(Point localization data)
= = = =

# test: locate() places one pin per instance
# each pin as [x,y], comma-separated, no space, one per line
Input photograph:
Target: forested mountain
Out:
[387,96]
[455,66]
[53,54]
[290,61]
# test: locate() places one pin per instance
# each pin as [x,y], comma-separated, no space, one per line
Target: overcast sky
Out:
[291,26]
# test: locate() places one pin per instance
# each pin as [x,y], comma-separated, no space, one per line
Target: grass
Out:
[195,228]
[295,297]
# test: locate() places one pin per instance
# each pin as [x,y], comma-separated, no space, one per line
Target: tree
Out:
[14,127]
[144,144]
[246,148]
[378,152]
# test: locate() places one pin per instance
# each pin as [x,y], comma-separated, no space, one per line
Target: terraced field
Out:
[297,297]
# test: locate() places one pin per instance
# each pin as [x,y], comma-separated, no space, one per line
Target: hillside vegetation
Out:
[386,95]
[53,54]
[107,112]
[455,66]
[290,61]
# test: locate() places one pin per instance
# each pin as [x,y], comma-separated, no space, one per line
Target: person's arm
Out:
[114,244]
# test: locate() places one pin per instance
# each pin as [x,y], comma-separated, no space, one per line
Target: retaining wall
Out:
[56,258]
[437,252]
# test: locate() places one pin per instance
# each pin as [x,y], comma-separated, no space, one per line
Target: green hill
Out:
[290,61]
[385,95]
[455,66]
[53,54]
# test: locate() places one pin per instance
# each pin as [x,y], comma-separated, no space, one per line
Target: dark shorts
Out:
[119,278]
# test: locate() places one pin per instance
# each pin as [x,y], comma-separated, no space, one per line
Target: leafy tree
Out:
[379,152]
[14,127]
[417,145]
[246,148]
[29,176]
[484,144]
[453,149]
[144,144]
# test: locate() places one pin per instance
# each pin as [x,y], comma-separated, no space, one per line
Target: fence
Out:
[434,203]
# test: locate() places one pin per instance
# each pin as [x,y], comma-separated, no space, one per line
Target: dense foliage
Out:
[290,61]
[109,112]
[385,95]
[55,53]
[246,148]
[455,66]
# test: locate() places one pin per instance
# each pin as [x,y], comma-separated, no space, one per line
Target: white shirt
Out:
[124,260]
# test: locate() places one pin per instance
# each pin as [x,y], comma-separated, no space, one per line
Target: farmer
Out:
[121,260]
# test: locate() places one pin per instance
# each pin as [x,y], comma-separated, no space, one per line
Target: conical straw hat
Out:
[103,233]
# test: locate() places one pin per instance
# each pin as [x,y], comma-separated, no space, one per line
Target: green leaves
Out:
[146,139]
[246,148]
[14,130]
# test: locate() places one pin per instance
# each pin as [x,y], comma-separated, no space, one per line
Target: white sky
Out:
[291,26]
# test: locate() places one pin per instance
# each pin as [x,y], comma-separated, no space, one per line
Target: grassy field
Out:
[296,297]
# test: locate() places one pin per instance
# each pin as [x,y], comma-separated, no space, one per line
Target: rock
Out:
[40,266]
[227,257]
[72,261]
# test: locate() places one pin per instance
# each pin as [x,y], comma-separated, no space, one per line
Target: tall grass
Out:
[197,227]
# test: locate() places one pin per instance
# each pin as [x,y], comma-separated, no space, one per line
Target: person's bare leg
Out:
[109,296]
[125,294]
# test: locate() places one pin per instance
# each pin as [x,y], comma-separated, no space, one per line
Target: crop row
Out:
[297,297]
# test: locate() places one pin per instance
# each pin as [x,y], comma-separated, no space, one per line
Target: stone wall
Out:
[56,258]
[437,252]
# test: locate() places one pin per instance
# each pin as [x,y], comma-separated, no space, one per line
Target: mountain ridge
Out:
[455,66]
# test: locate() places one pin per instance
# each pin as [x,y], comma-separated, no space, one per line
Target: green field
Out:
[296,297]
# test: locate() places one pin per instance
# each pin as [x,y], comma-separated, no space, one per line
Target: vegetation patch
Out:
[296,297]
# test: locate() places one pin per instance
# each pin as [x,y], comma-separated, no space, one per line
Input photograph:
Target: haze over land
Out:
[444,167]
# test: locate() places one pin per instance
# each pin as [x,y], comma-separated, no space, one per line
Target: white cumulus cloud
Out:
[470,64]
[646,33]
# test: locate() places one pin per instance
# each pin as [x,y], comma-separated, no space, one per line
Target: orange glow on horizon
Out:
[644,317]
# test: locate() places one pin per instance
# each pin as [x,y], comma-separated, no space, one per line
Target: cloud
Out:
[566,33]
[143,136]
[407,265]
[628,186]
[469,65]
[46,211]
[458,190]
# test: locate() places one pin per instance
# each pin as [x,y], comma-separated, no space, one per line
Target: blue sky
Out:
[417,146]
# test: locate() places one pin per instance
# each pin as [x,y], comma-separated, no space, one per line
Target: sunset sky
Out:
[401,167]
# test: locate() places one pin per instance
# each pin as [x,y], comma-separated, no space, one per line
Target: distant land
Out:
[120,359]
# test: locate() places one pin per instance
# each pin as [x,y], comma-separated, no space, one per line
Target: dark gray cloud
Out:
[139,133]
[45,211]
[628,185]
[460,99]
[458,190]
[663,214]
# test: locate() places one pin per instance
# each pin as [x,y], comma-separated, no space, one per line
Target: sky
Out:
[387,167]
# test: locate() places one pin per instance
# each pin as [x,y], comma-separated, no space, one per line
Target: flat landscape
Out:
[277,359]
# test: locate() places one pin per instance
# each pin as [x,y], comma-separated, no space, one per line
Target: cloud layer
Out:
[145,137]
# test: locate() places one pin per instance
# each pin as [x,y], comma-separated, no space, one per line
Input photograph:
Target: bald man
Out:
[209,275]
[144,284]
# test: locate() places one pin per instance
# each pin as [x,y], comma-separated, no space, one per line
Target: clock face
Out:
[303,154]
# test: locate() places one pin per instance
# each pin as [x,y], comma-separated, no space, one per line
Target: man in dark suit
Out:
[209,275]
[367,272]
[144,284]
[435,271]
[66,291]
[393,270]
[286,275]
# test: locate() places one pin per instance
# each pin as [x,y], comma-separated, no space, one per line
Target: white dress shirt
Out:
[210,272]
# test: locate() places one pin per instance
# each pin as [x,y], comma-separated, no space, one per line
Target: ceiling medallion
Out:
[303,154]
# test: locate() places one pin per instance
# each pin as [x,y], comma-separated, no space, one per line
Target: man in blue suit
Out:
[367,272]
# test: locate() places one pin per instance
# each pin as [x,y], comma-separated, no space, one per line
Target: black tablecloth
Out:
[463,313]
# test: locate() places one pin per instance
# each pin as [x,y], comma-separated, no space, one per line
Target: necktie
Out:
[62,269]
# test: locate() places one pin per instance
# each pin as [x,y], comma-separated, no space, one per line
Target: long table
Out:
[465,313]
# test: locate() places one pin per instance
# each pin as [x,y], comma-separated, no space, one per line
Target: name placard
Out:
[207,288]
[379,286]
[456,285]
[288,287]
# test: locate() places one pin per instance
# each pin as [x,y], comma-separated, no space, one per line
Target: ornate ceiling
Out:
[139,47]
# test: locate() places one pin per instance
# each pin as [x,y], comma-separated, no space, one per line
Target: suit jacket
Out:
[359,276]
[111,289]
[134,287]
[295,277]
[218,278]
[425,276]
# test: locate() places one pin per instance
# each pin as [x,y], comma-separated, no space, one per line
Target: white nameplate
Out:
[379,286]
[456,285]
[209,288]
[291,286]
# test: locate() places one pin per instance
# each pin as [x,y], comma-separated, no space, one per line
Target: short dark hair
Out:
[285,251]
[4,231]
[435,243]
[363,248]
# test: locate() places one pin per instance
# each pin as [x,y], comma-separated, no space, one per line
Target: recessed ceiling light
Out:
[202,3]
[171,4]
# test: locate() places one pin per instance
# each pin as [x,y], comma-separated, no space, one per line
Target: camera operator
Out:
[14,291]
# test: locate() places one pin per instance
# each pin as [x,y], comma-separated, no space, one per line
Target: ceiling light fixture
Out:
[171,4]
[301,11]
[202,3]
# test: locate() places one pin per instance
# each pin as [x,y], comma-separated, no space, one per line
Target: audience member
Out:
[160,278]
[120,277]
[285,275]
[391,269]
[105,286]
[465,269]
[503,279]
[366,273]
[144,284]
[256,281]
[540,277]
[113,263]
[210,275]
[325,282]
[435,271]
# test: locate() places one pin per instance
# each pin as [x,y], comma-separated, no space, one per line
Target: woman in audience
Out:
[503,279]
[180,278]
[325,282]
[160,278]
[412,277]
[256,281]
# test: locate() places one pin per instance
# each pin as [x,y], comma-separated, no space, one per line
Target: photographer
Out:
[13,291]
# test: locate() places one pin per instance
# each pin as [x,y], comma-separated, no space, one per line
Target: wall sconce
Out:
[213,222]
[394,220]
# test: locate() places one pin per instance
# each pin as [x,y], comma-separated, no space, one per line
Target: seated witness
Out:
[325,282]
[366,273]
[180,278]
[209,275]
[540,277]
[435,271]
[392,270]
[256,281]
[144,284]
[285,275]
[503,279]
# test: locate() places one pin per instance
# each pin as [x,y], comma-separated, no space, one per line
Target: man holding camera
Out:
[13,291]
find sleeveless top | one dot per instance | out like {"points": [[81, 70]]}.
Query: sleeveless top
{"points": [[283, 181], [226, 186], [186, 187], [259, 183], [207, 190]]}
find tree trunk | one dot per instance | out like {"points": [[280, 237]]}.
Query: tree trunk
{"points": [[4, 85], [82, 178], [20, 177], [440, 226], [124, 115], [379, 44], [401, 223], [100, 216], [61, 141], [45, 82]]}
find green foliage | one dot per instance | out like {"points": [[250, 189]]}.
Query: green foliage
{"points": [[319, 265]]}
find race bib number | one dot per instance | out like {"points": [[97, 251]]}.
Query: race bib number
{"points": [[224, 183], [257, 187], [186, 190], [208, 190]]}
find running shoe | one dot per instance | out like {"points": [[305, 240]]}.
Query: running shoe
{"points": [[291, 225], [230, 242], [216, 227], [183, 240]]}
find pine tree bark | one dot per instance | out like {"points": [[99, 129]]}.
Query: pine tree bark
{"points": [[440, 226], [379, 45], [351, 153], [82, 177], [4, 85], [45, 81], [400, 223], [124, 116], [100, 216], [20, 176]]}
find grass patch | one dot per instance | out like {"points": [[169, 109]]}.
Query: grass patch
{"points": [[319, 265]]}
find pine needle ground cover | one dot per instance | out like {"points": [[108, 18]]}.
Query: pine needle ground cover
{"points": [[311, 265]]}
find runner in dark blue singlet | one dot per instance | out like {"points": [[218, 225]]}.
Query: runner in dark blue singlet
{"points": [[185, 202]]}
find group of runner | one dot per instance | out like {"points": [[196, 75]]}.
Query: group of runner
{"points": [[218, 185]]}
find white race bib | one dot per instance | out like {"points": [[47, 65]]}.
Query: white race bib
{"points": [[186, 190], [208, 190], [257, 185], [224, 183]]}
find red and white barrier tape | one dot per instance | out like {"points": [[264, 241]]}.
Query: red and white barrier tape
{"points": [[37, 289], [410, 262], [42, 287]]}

= = = =

** Assignment **
Show all lines above containing "camera".

** Answer **
Target: camera operator
Target: man holding camera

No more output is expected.